§ **Task to complete**
Set down the entries below exactly; drop the pictures.

§ **Data in this exercise**
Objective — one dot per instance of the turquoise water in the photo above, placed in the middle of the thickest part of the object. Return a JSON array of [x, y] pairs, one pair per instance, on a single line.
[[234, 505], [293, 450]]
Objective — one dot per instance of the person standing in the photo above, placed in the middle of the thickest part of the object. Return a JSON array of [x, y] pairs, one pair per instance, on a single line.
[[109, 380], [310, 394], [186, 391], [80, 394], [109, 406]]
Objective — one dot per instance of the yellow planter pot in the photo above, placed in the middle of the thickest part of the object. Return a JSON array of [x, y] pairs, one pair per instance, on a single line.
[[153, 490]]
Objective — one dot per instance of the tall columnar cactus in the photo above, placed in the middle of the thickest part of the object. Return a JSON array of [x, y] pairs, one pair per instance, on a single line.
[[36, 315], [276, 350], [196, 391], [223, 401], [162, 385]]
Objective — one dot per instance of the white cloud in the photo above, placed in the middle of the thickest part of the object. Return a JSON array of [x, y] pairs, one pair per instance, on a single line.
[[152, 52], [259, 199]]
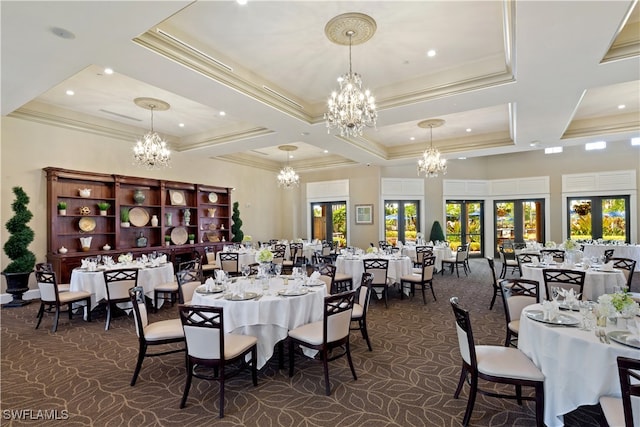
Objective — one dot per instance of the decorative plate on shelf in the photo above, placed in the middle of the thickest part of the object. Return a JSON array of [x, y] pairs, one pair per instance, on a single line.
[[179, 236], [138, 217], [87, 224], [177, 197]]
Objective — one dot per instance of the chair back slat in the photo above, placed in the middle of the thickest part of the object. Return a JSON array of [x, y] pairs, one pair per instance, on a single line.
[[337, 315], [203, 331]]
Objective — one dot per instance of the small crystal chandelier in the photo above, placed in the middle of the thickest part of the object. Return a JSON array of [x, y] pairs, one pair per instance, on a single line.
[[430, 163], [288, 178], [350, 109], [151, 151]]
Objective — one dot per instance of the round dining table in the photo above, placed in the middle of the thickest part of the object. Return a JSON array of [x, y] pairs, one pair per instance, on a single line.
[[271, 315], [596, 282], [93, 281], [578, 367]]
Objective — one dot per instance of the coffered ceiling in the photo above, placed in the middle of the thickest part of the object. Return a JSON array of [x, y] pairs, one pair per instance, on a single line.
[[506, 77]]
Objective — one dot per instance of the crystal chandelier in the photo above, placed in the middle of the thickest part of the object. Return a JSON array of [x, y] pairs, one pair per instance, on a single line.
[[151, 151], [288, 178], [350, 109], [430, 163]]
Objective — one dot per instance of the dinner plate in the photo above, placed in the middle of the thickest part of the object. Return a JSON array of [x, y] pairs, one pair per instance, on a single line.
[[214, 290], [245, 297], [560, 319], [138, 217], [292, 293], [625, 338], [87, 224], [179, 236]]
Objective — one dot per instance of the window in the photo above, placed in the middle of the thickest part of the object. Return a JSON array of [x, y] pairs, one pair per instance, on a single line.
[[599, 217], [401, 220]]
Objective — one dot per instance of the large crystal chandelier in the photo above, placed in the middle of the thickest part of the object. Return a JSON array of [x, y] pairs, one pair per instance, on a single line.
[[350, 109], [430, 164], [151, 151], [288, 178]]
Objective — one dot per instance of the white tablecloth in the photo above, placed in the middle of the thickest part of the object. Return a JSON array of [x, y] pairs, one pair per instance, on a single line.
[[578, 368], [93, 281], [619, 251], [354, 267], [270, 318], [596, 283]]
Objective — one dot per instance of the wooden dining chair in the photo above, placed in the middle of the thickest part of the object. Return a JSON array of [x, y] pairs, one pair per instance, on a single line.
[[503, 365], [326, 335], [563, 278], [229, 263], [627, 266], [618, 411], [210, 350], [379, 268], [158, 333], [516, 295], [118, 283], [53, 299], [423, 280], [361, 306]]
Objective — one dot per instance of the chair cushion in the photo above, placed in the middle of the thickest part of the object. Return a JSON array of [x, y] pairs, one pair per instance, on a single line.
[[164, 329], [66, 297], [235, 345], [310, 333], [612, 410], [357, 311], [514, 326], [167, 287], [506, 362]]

§ **Exercise solution**
Objective — one dot per instance of the turquoise water in the photo above, placed in the middle of the thickest part of the object. Return a JSON array of [x, y] pairs, one pair per instance, on a single line.
[[234, 505], [293, 450]]
Objective — one dot per instance of the person standing in the photo above, placed in the middle of the thickest part of the object. Return a JSON array of [x, y] pairs, one pair per instance, on a single line.
[[109, 380], [310, 394], [186, 391], [80, 394], [109, 406]]
Objective — one dot per instance of the yellow planter pot in the photo above, placed in the middle of the thickest part of the object. Return a JSON array of [x, y] pairs, one pair per instance, on a single line.
[[153, 490]]
Objective — one dot per instance of the tall columnar cactus in the photo above, placed in the middle of the thickest part of the object. Return a JSON array of [x, y] pairs, one pair per instance, on a single line.
[[36, 315], [276, 350], [196, 391], [223, 401], [162, 385]]
Objective — one dot per instance of the white cloud in the photo above, placed in the middle of the thickest part of the object. Return a JSON array of [x, y] pairs, one pair per instance, on a single line.
[[152, 52], [259, 199]]
Objective — one dot per instance of the decorative plate on shelf in the photo above, placed in the middle of the thickest part of the object. Return a JSON array of [x, y] pairs, one pair per instance, on a single line.
[[179, 236], [138, 217], [87, 224], [177, 197]]
Objective — one dot per instance of the chair back slat in the photo above, placed in the middle of the thickest part of the object. Return a JSON array of [x, y] pairs, one pair per instance, on a single line.
[[337, 315], [203, 331]]
Objective — one dot per instance of the small crystal chandelier in the photo above, placed in the middle of the thickest part of the object. Return a JSON array of [x, y] pairs, one pair per instance, on a single line.
[[430, 163], [288, 178], [350, 109], [151, 151]]
Objective — one dot per instance of the round dining table in the photo above, placed in the middle of the thickest part of the object. Return a JSON array of [x, y] pairs, one pair per instance, on a single line.
[[271, 315], [596, 282], [93, 281], [578, 367]]
Objective — one dot per instance of the coffered ceiling in the photo above, placed in the middle of the thickest part of the object. Return a JSON array of [x, y] pairs, one pair per instance, on a single line.
[[506, 77]]
Objective — one dot per instance of the crystal chandelier in the photo above, placed in the middle of the thickest part of the object. Return a JSON array of [x, y] pairs, one pair per instance, on a single line.
[[151, 151], [288, 178], [350, 109], [430, 163]]
Objective — one dot per instance of the dinner plate in the photo above, placed in the middle of the thickest part of the object. Return a JSON array of [x, y] pairs, one pair per instance, on a single line.
[[214, 290], [245, 297], [560, 319], [138, 217], [292, 293], [625, 338], [87, 224], [179, 236]]
Objective — one dot per instance of the window in the photo above, placed in the middle of the thickest part of the object. Return a JSON array of [x, y] pairs, one pair per instance, on a single line.
[[599, 217], [401, 220]]
Objective — one dot per instance of the large crystal chandelier in the photo above, placed in the middle of the thickest part of the object. Return a JSON array of [x, y] pairs, one pair per instance, on a single line.
[[350, 109], [430, 164], [151, 151], [288, 178]]
Objective — one dot per instance of the white tablecloth in the photo above, placed in the middle of the thickest part of the object. Return a JSON array of [x, y] pairs, one pair per instance, on a single line.
[[578, 368], [93, 281], [619, 251], [354, 267], [270, 318], [596, 283]]
Objective — one dot per instance of the wooden dining chair in the photo above, placed in the middle of the thickest part of the object. Return a JSON array of [x, y] pairs, one pair per instance, on a single line.
[[503, 365], [326, 335], [563, 278], [229, 263], [627, 266], [618, 411], [210, 350], [379, 268], [158, 333], [516, 295], [118, 283], [53, 299], [423, 280], [361, 306]]
Objective — one dot per instance of the chair cushion in the photo above, placed in the middle of the thickest part of the object. Return a JSON array of [x, y] pairs, one pair per instance, on a single line.
[[164, 329], [66, 297], [235, 345], [310, 333], [612, 410], [357, 311], [514, 326], [167, 287], [506, 362]]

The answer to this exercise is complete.